Point labeling dataset excerpts
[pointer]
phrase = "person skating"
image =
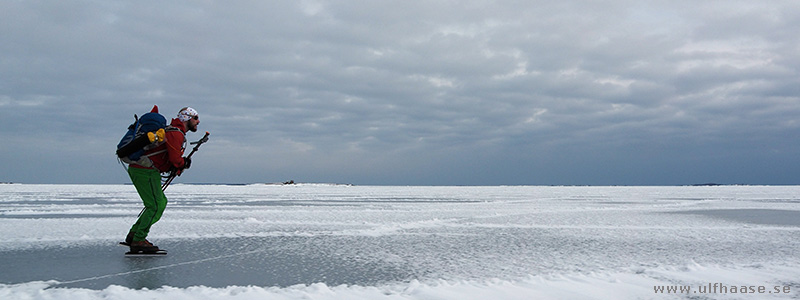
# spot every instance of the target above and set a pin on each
(147, 180)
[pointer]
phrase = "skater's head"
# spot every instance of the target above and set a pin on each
(189, 117)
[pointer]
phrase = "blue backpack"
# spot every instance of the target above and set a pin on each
(146, 133)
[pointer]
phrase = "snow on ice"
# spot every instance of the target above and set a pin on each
(316, 241)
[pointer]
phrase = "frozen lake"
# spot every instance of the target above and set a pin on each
(388, 242)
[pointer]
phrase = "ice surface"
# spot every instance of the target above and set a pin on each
(380, 242)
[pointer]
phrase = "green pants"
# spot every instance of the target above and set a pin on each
(148, 185)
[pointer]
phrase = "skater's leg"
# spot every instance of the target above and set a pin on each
(148, 185)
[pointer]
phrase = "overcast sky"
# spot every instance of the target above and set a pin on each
(409, 92)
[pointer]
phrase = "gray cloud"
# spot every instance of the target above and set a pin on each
(507, 92)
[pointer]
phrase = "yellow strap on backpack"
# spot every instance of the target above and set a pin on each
(157, 136)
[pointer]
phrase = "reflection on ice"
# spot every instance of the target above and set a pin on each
(431, 239)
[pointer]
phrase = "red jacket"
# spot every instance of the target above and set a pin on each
(174, 144)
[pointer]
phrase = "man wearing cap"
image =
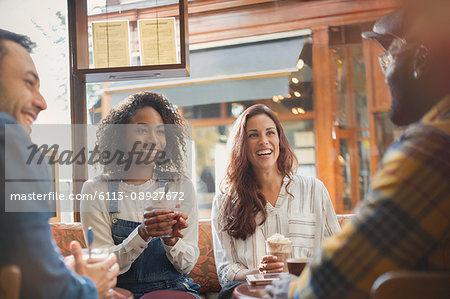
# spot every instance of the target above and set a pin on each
(404, 222)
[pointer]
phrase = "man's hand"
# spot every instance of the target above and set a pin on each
(180, 225)
(279, 289)
(103, 274)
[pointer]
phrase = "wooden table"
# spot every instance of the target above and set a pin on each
(246, 291)
(120, 293)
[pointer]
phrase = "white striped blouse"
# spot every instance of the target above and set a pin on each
(306, 219)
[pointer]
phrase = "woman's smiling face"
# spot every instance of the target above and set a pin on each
(263, 143)
(146, 128)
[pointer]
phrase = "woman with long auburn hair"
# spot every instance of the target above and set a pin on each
(261, 195)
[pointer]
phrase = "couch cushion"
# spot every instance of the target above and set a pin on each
(205, 272)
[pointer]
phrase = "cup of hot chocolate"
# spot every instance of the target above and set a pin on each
(281, 247)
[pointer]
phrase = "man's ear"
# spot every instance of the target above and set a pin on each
(421, 59)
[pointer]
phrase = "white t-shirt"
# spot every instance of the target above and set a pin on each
(306, 219)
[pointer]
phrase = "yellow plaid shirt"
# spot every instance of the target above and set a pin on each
(404, 222)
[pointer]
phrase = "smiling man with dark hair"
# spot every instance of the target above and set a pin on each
(404, 222)
(25, 238)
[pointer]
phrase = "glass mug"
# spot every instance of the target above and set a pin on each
(282, 251)
(165, 200)
(97, 255)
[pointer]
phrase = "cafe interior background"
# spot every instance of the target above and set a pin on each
(303, 59)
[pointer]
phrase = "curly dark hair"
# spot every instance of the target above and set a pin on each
(110, 136)
(22, 40)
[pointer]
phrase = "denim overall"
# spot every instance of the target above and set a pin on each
(151, 271)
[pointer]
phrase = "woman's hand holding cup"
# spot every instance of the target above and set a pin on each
(270, 264)
(158, 222)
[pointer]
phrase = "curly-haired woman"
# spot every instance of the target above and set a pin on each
(140, 146)
(261, 195)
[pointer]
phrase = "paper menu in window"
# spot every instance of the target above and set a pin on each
(157, 41)
(111, 44)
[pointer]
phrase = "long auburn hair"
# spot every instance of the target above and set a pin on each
(243, 199)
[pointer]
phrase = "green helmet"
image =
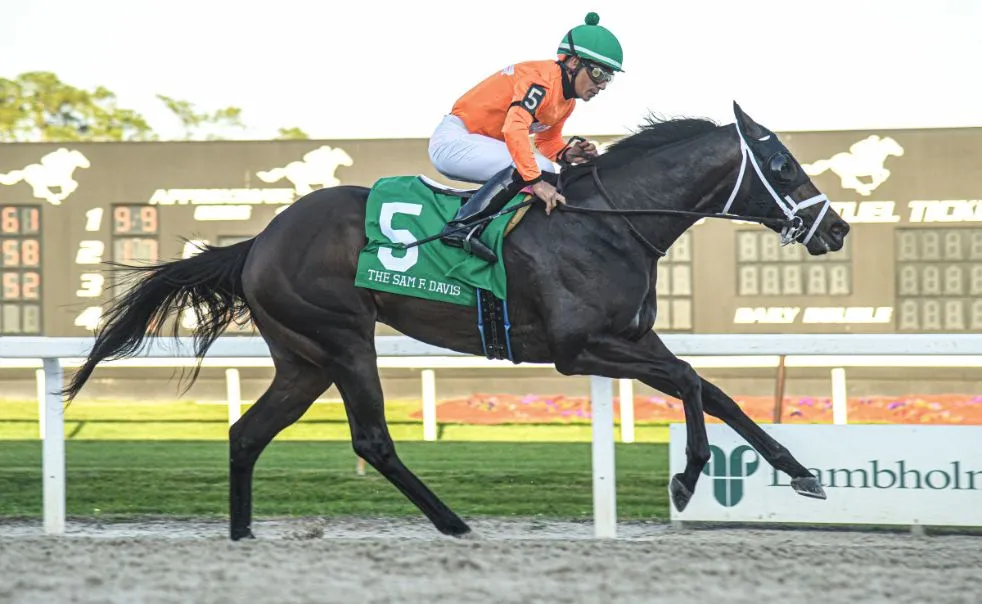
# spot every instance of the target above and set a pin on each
(593, 43)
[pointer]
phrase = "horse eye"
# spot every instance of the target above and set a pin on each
(782, 167)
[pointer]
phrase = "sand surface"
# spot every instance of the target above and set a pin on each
(384, 560)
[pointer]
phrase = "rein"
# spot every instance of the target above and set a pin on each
(787, 226)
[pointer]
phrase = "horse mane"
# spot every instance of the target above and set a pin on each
(659, 132)
(655, 133)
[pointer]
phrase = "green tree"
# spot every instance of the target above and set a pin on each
(292, 134)
(209, 126)
(38, 106)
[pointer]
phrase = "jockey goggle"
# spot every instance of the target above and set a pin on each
(598, 74)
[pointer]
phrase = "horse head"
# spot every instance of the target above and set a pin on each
(782, 189)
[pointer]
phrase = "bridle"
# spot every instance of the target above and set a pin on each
(791, 226)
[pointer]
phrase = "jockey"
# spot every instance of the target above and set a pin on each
(485, 138)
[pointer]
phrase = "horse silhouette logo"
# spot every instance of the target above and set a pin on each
(864, 159)
(317, 168)
(53, 171)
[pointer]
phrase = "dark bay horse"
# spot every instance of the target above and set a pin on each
(581, 295)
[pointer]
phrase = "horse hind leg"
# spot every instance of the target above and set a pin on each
(356, 376)
(718, 404)
(296, 385)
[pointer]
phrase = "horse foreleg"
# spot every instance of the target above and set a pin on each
(358, 381)
(293, 390)
(648, 360)
(718, 404)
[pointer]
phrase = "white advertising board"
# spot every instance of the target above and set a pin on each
(872, 474)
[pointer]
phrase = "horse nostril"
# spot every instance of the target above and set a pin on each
(839, 229)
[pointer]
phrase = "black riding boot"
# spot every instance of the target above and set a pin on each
(489, 199)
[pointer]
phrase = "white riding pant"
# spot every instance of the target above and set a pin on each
(461, 155)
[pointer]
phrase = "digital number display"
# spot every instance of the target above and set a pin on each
(939, 279)
(135, 220)
(674, 287)
(135, 250)
(765, 268)
(20, 270)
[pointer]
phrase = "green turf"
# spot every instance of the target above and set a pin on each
(118, 478)
(323, 422)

**Written task**
Transcribe all of the entries word for word, but skip any pictures they contain.

**Correct response**
[pointer]
phrase = "person skating"
image =
# spot every instance of the target above and set a pin on each
(147, 180)
[pointer]
phrase = "skater's head"
# spot every instance of the target above and set a pin on each
(189, 117)
[pointer]
phrase = "blue backpack"
# spot every instance of the target above and set a pin on each
(146, 133)
[pointer]
phrase = "snow on ice"
# spot every instance of the target above and set a pin on each
(316, 241)
[pointer]
phrase = "frozen lake"
# spot every instance of the target above and set a pin on each
(388, 242)
[pointer]
phrase = "ice surface"
# spot every instance of the target above and set a pin on each
(380, 242)
[pointer]
phrase = "green pants"
# spot every instance of the target above and set a pin on each
(148, 185)
[pointer]
phrase = "skater's leg"
# spot every instance of the target above and set a pin on each
(148, 185)
[pointer]
phrase = "overcast sky"
# spot every instance of the target above and set a pin on each
(409, 92)
[pointer]
phrase = "gray cloud"
# spot every instance of the target above and set a pin on each
(507, 92)
[pointer]
phrase = "yellow strap on backpack"
# spot every instance of the target above and set a pin on each
(157, 136)
[pointer]
phrase = "reflection on ice"
# spot every instance of the target above and set a pin on each
(431, 239)
[pointer]
phrase = "red jacket"
# spot every instance of the target above and set a pin on each
(174, 144)
[pointer]
phrase = "man wearing cap"
image =
# spot every instance of the target above and set a pin on each
(404, 222)
[pointer]
phrase = "man's hand"
# spot every instance of the target above and set a pin on each
(180, 225)
(279, 289)
(103, 274)
[pointer]
phrase = "wooden table"
# spot every instance of the target above and set a pin on each
(246, 291)
(120, 293)
[pointer]
phrase = "white striped blouse"
# spot every instance of the target above and set a pin on each
(306, 219)
[pointer]
phrase = "woman's smiling face"
# spot every instance of the target above and set a pin on each
(263, 143)
(146, 128)
[pointer]
phrase = "woman with long auburn hair"
# spot every instance of the target above and set a pin on each
(261, 195)
[pointer]
phrase = "couch cushion"
# spot every instance of the target above and set a pin on each
(205, 272)
[pointer]
phrase = "cup of hot chocolate"
# spot every instance of the target above and set a pin on each
(281, 247)
[pointer]
phrase = "man's ear"
# spot every instance of the target above and set a pin on each
(421, 59)
[pointer]
phrase = "white t-shirt"
# spot every instance of the target above and set a pin on each
(306, 219)
[pointer]
phrase = "yellow plaid shirt"
# spot every instance of the target above and set a pin on each
(404, 222)
[pointer]
phrase = "smiling man with dark hair"
# spot every instance of the target above and set a pin on each
(404, 222)
(25, 238)
[pointer]
phrase = "glass mug"
# spot every instance of the target above and set a pin on each
(282, 251)
(165, 200)
(97, 255)
[pointer]
phrase = "cafe interior background"
# spot every instance of the target above and set a pin on each
(303, 59)
[pointer]
phrase = "curly dark hair"
# spot every instance of the target above and set a pin on each
(110, 136)
(22, 40)
[pointer]
phrase = "denim overall"
# spot every instance of the target above and set a pin on each
(151, 271)
[pointer]
phrase = "woman's hand holding cup"
# spot every instance of the target above and set a pin on each
(270, 264)
(158, 222)
[pointer]
phrase = "curly-haired woman"
# spot every instance of the target above and set a pin on each
(140, 146)
(261, 195)
[pointer]
phrase = "paper menu in window"
# spot every instance of the target above and set a pin on each
(157, 41)
(111, 44)
[pointer]
phrase = "long auburn hair"
# spot every instance of the target above and set a pin on each
(243, 199)
[pointer]
phrase = "green helmet"
image =
# spot every instance of the target above and set a pin on each
(593, 43)
[pointer]
phrase = "horse eye"
# spot every instance of the target above and set a pin on each
(782, 167)
[pointer]
phrase = "sand surface"
# spot every instance of the target above and set a pin on each
(384, 560)
[pointer]
phrase = "rein"
# spot every instance of the target above and set a pin on each
(787, 226)
[pointer]
phrase = "horse mane"
# spot every instance of the target above and set a pin on each
(659, 132)
(655, 133)
[pointer]
phrase = "green tree"
# spot every instance of the target above and set a pin on each
(292, 134)
(209, 126)
(38, 106)
[pointer]
phrase = "jockey goggle"
# spot every instance of the target above and set a pin on each
(598, 74)
[pointer]
phrase = "horse head"
# spot every instance of the target above and set a pin on each
(782, 189)
[pointer]
phrase = "bridle"
# spot every instance of the target above and set a pin on each
(791, 226)
[pointer]
phrase = "jockey"
# spot every instance of the target above and set a pin on each
(485, 138)
[pointer]
phrase = "horse silhouette logo"
# spot every instance of the target above and set a pin on each
(864, 159)
(317, 168)
(53, 171)
[pointer]
phrase = "dark bay horse"
# spot every instance of the target above and set a pin on each
(581, 295)
[pointer]
phrase = "horse hind leg"
# spot every instance of the target above and set a pin on each
(356, 376)
(718, 404)
(296, 385)
[pointer]
phrase = "horse foreleg"
# spot every instance of the target above and set a pin on each
(358, 381)
(293, 390)
(648, 360)
(718, 404)
[pointer]
phrase = "white advertising board"
# spot every instance of the target above and set a pin on each
(872, 474)
[pointer]
phrase = "horse nostril"
# spot every instance of the target above and set a pin on each
(839, 229)
[pointer]
phrase = "black riding boot"
# spot every instance of the target above and set a pin on each
(489, 199)
[pointer]
phrase = "white riding pant"
# spot every instance of the target above and set a pin on each
(461, 155)
[pointer]
phrase = "digital number display"
# spot every instance of the target above and set a pin on each
(939, 279)
(135, 220)
(674, 287)
(135, 250)
(765, 268)
(20, 270)
[pointer]
phrase = "green turf"
# spot every instance of the target above and set a pin on each
(118, 478)
(323, 422)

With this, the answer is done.